=== RECORDS SHOWN ===
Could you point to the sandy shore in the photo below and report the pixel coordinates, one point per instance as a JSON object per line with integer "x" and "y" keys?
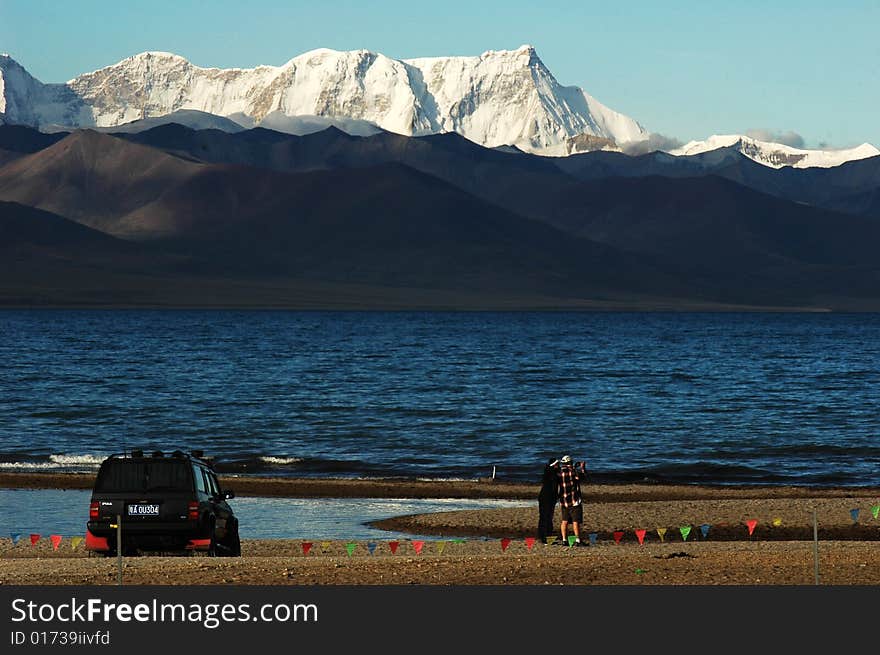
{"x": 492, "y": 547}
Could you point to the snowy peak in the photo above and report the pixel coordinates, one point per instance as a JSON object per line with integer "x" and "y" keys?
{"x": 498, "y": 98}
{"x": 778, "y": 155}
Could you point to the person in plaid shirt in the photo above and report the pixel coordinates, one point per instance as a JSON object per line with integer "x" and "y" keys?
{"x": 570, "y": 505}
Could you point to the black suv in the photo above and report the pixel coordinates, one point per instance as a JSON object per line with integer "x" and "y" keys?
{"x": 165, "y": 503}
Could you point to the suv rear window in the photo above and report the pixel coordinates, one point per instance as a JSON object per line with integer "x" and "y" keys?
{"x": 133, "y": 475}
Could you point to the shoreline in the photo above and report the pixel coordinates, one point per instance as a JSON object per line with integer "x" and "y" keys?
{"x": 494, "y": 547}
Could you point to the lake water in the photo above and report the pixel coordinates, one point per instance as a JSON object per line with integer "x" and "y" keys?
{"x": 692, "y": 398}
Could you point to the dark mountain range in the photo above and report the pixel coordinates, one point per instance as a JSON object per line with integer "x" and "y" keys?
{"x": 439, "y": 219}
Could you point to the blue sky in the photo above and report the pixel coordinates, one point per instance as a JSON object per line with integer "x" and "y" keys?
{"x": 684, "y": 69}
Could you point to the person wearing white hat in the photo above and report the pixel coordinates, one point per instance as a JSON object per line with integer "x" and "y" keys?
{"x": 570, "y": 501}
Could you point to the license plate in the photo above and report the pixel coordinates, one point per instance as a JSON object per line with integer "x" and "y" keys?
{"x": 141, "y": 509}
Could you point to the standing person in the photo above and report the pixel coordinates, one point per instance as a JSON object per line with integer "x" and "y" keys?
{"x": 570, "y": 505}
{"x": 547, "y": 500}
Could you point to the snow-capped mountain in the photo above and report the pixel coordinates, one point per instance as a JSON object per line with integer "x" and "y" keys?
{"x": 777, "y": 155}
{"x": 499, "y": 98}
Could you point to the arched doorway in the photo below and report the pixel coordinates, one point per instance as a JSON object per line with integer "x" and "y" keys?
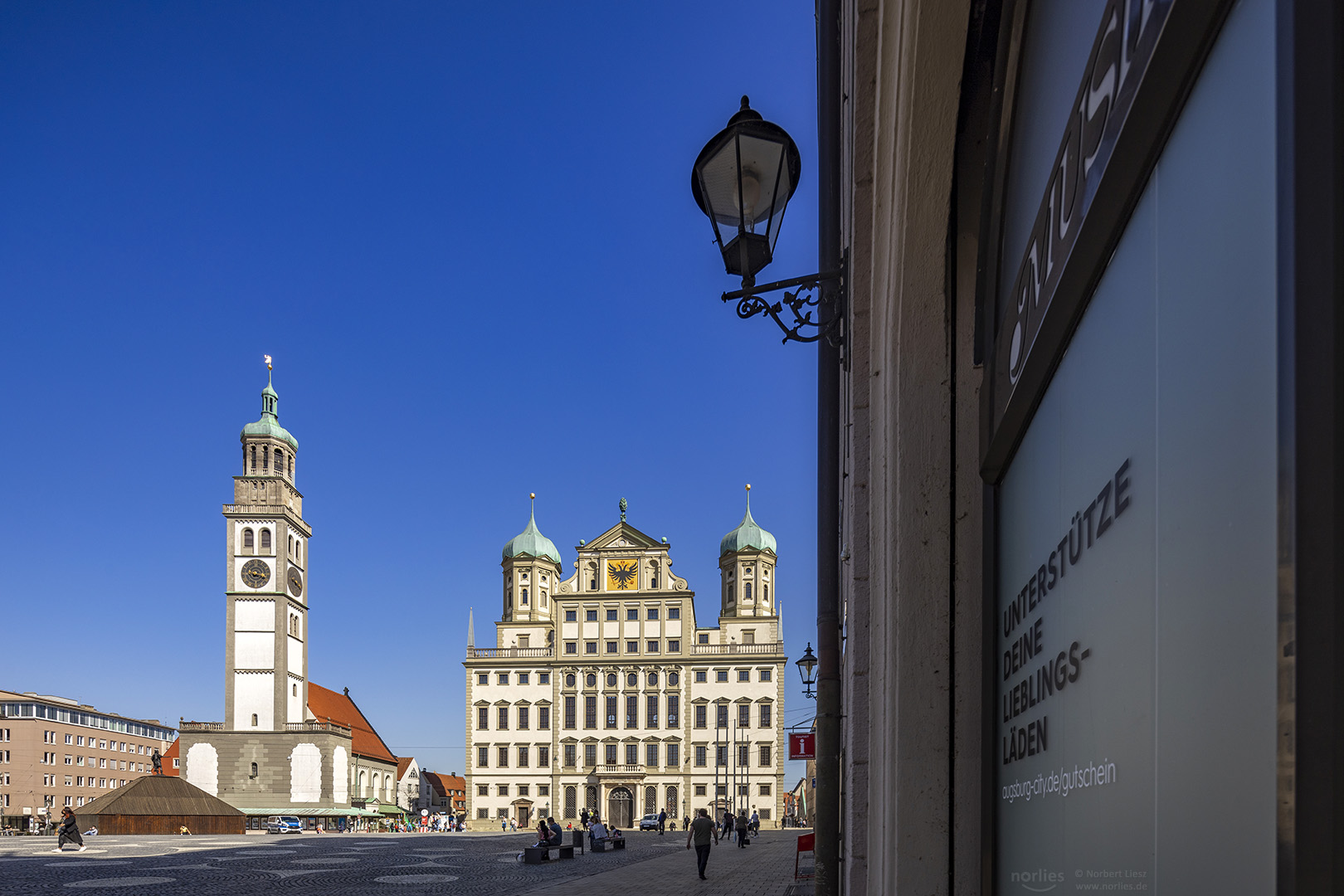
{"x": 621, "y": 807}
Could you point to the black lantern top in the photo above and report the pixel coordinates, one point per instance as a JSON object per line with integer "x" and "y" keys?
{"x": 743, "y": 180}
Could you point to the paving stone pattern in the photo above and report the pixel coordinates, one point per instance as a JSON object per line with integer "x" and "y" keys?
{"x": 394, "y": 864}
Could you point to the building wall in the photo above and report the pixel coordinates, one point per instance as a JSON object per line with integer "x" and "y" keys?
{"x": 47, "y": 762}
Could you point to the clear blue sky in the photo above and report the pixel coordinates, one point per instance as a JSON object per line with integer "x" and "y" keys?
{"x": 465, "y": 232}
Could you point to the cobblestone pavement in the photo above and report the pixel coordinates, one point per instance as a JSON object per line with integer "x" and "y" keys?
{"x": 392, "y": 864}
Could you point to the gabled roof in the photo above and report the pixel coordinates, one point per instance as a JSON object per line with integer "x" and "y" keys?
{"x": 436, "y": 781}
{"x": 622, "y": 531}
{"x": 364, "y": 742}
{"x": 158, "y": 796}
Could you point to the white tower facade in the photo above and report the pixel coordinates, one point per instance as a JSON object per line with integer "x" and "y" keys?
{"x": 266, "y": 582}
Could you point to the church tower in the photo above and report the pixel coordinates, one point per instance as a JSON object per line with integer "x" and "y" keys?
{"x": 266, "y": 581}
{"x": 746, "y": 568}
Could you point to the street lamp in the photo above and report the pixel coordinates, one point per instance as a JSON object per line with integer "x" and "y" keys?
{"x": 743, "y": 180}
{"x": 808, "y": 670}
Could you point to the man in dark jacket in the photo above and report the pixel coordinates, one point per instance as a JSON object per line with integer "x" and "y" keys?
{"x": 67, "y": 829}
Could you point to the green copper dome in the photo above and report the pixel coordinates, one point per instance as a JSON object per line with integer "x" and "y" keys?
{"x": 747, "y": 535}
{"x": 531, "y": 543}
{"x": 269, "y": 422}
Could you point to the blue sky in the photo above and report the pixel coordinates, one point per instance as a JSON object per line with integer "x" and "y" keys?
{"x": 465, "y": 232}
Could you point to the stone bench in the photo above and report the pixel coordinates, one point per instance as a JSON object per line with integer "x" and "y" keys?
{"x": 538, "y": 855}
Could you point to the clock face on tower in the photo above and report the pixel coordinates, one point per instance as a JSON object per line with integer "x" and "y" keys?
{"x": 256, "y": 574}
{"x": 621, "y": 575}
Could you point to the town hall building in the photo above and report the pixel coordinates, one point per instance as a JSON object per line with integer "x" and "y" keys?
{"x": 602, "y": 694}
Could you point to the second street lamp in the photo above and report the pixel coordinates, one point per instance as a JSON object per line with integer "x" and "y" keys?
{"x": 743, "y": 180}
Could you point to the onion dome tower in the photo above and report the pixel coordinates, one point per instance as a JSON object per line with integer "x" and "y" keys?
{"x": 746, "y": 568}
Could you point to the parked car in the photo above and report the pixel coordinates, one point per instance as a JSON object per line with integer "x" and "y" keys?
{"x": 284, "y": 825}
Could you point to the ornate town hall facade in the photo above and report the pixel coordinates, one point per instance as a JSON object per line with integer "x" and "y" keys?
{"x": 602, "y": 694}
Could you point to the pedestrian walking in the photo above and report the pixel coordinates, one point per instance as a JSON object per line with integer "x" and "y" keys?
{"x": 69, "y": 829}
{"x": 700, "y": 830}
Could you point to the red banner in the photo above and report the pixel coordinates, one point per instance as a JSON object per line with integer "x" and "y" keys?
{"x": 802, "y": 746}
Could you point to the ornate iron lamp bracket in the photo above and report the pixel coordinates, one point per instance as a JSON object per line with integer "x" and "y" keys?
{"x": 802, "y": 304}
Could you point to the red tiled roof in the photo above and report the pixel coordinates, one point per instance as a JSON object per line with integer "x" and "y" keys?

=== YOUR GOAL ===
Reproduce the whole listing above word for word, but not its pictures.

=== RESPONSE TO THIS TASK ===
Could you point to the sandy shore in the photo below and report the pixel coordinates, one point per instance as a JSON object per line with integer "x" and "y" keys?
{"x": 492, "y": 547}
Could you point to the snowy peak in the photo above and report the pixel coordinates, one point per instance as a JSON object per line with integer "x" and "y" keys?
{"x": 498, "y": 98}
{"x": 778, "y": 155}
Could you point to the person in plaid shirt in the photo above and report the pixel coordinates, one point per instance as a JSON object per line with integer "x" and "y" keys?
{"x": 570, "y": 505}
Could you point to the black suv in the photo above and report the pixel coordinates, one point per instance as a JSON object per line with integer "x" and "y" keys?
{"x": 165, "y": 503}
Could you point to the suv rear window in the photo above and report the pixel coordinates, one point per instance as a JSON object per line with integer "x" and "y" keys?
{"x": 133, "y": 475}
Could you point to the shoreline in the photo above and report the pixel coordinates, one point per instance as a JSON object per line with integer "x" and "y" keys?
{"x": 494, "y": 547}
Could you point to the lake water in the photo above and report the pixel coordinates, one point per instance as a JSON object per line with integer "x" and "y" keys?
{"x": 692, "y": 398}
Could you point to the dark mountain range in the photo above and report the pixel coordinates, one point per instance as a JSON object per line with integer "x" and "y" keys?
{"x": 439, "y": 219}
Could you point to the blue sky in the photo above and report the pixel coordinates, one point per instance as a JSON object per line with integer "x" and "y" keys?
{"x": 684, "y": 69}
Could you point to the person wearing white hat in the photo above and report the pixel coordinates, one point per instance as a JSON object per line with integer "x" and "y" keys?
{"x": 570, "y": 501}
Could you point to the license plate in the photo above and report the pixel coordinates, one point per instance as a JSON object per line with integer "x" and "y" keys?
{"x": 141, "y": 509}
Could you point to the standing person in the photo above and report the pixel coordinates, one point per instance as a JSON object per line with integer "x" and "y" keys?
{"x": 570, "y": 505}
{"x": 547, "y": 500}
Could you point to the snow-capped mountain in the photo above and report the pixel coordinates, one point per instance as a JSON object per line with integer "x" and "y" keys?
{"x": 777, "y": 155}
{"x": 499, "y": 98}
Could you point to the arched doorway in the photo below and report the pixel coordinates, one point per instance as a JSON object per line with integer "x" and "y" keys?
{"x": 621, "y": 807}
Could you point to the black lantern top in the photo above and report the pixel coordinates, one point per instance as a JSON object per line with integer "x" and "y" keys?
{"x": 743, "y": 180}
Could you point to the paving stone pattern in the photo above and report the pixel coordinates, one point per instance as a JSON object per line with integer "x" and "y" keys?
{"x": 394, "y": 864}
Could you point to the building wall in the photo above and report the pixel coordinates, one point per instance as a JSON object per line with integer "x" and "y" keys?
{"x": 47, "y": 762}
Could you point to the clear blue sky in the photo above and report the pixel coordinates, one point per instance as a JSON object per line with integer "x" and "y" keys?
{"x": 465, "y": 232}
Could you point to the cobblestone pavement in the photo above and report the pixel coordinates, one point per instance as a JSON object per line with integer "x" and "y" keys?
{"x": 392, "y": 864}
Could you point to the gabled roof in the photo above and report the pixel coordinates, one point per instance as a JSON object per line with integer "x" and "y" keys?
{"x": 436, "y": 781}
{"x": 622, "y": 531}
{"x": 364, "y": 742}
{"x": 158, "y": 796}
Could you point to the white tower facade in the photo above and report the pixel coordinates, one point per instance as a JSON object per line with integer "x" and "y" keys?
{"x": 266, "y": 582}
Could you point to the church tower in the photo above and report the pixel coordinates, one point per instance as a JSON object per line with integer "x" and "y" keys?
{"x": 266, "y": 581}
{"x": 746, "y": 568}
Could you point to the street lamp in the photo above and report the pixel coordinates, one point per instance as a JSON object per line with integer "x" and "y" keys?
{"x": 743, "y": 180}
{"x": 808, "y": 670}
Could you point to the man in dark jacket in the photo above and report the pixel coordinates, one point per instance as a JSON object per line with integer "x" and "y" keys?
{"x": 67, "y": 829}
Could you point to the green copper dome in the photo above and report the pixel coordinates, one point per instance as a JSON object per line with integer "x" and "y" keys?
{"x": 747, "y": 535}
{"x": 531, "y": 543}
{"x": 269, "y": 422}
Could you point to the blue sky in the photo above and report the pixel coordinates, one point per instance as a JSON object per line with integer "x" and "y" keys?
{"x": 465, "y": 232}
Could you point to the stone bench in the photo above and report the pixel coordinates, one point per instance as a JSON object per line with integer "x" and "y" keys?
{"x": 538, "y": 855}
Could you point to the clock face on tower in the photo above and report the pixel coordinates, one point per instance as a JSON object per line with integer "x" and "y" keys?
{"x": 256, "y": 574}
{"x": 621, "y": 575}
Could you point to the town hall building in the photo above and report the pixel coordinates, one point per instance as a JSON object per line with integer "x" and "y" keys?
{"x": 602, "y": 694}
Could you point to the second street lamp in the photo above and report the pixel coordinates, one point per instance as a JSON object per line with integer "x" and "y" keys?
{"x": 743, "y": 180}
Could you point to the onion dome tower in the photo above and report the pixel coordinates, one point per instance as a JSON object per line with integer "x" and "y" keys?
{"x": 746, "y": 568}
Could you point to the parked car in the photo above and report the pixel coordinates, one point per instance as a JSON object per line with integer "x" and "y" keys?
{"x": 284, "y": 825}
Could you point to the ornate town hall facade in the photo above and report the pixel coordinates, one point per instance as a JSON object per line with integer "x" and "y" keys?
{"x": 602, "y": 694}
Could you point to the pedestrian walking in the photo above and report the pixel coordinates, one point per instance as a JSON object per line with integer "x" and "y" keys?
{"x": 69, "y": 829}
{"x": 700, "y": 830}
Could you point to the red banner in the photo above and report the pixel coordinates, one point per instance as a JSON object per line with integer "x" and "y" keys?
{"x": 802, "y": 746}
Could you point to the ornate iron lamp bracket in the photo above and report the pixel coordinates, one point per instance as a JSON object per line with integer "x" and "y" keys?
{"x": 802, "y": 304}
Could you point to the red tiled roof in the photo above and report the pixel coordinates, one point per instance as a JSON object per line with integer "x" and "y" keys?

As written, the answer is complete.